** Start ENTRIES SHOWN **

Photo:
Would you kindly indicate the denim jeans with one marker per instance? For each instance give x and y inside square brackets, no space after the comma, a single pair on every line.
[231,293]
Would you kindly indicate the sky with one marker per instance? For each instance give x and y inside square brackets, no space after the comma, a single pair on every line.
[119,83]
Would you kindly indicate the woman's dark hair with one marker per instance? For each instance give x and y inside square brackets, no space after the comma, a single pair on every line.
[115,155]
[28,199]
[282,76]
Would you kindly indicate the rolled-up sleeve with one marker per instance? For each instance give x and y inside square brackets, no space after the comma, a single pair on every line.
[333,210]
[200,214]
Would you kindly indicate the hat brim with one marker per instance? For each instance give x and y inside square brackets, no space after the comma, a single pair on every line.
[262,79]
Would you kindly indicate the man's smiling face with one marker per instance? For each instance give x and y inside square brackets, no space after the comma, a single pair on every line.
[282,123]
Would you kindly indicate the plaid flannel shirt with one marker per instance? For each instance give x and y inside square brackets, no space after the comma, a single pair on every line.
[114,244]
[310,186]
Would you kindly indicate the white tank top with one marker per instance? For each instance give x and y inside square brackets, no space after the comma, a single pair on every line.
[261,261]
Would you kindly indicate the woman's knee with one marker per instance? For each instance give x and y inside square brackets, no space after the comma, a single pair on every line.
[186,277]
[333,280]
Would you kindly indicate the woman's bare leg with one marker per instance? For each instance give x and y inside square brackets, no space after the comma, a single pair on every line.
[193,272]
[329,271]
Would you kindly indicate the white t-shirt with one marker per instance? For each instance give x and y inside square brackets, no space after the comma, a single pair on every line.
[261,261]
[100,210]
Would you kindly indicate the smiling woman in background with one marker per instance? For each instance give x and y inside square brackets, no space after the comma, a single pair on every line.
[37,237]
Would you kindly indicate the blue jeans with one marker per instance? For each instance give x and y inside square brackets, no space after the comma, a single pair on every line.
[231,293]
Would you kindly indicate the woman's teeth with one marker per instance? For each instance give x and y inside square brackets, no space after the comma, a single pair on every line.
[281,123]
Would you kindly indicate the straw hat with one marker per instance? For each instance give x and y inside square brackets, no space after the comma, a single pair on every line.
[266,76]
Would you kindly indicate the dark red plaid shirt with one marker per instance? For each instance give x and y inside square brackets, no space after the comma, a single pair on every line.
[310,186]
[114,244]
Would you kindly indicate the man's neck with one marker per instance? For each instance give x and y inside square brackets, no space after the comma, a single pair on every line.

** End ENTRIES SHOWN **

▸ TASK DETAILS: Quote the whole listing above, leaving nothing out.

▸ REPLY:
Photo:
Would you kindly indicate the denim jeans with one marker per instance? For each instance give x and y inside square brackets, no space after the comma, a single pair on every line.
[231,293]
Would you kindly indicate the sky with one marker per instance? For each instance give x and y inside square brackets, no space after the comma, a single pair on every line.
[119,83]
Would you kindly indicate the woman's dark hair with one marker per instance? For each instance give x and y inside square brackets, no space after the comma, a single pair on every line.
[115,155]
[28,199]
[282,76]
Would you kindly indicate the rolled-up sleeve with one marker per instance? For each instance give x and y inside square brackets, no space after the comma, a single pair on every line.
[333,210]
[200,214]
Would you kindly indicate the hat brim with one marker per instance? For each instance give x and y inside square brackets, no space after the comma, a single pair on every line.
[262,79]
Would you kindly indicate the man's smiling face with one marker per instance? For each instance give x and y inside square brackets, no space after the comma, a single pair on every line.
[282,123]
Would you kindly indicate the plaid flannel shirt with one marker per instance? For each instance give x and y inside square brackets, no space after the comma, a single pair on every line.
[114,244]
[310,186]
Would you kindly indicate the white tank top with one marker per instance? For each instance give x and y inside square brackets, no space after the comma, a single pair on every line.
[261,261]
Would you kindly indicate the woman's knee with one marker per instance? For each instance give x and y inside square brackets, no space after the comma, a single pair on every line.
[186,277]
[333,280]
Would you kindly indicate the woman's bare leg with one marker per instance? For each instance give x and y inside square brackets, no space after the comma, a single pair on every line.
[193,272]
[329,271]
Would you kindly indicate the white t-shirt with one marker per instance? For each instance give x and y inside square brackets, no space after the comma, a single pair on every line.
[261,261]
[100,210]
Would you kindly indicate the smiling woman in background with one marker per instance? For each instance give x and y inside square brackets, no space after the comma, a single pair on every line.
[37,237]
Would you kindly indicate the blue jeans with one marker per instance? For each instance give x and y inside square brackets, no space after the comma, a single pair on every line.
[231,293]
Would you kindly indicate the woman's teeth with one marker per instance? For each instance give x and y inside square brackets, no space after the comma, a single pair on every line.
[281,123]
Would you kindly indicate the straw hat with one marker per instance? For each instance give x and y inside square brackets, no space after the comma, a single pair on every line.
[266,76]
Would you kindly indicate the dark red plaid shirt with one marker per instance? For each instance give x and y inside square brackets, no space after the comma, a single pair on every line.
[310,186]
[114,244]
Would you kindly indicate the man's neck with one marker per instance? For each instance give x and y inside square brackets, no space after the comma, a single pair on every line.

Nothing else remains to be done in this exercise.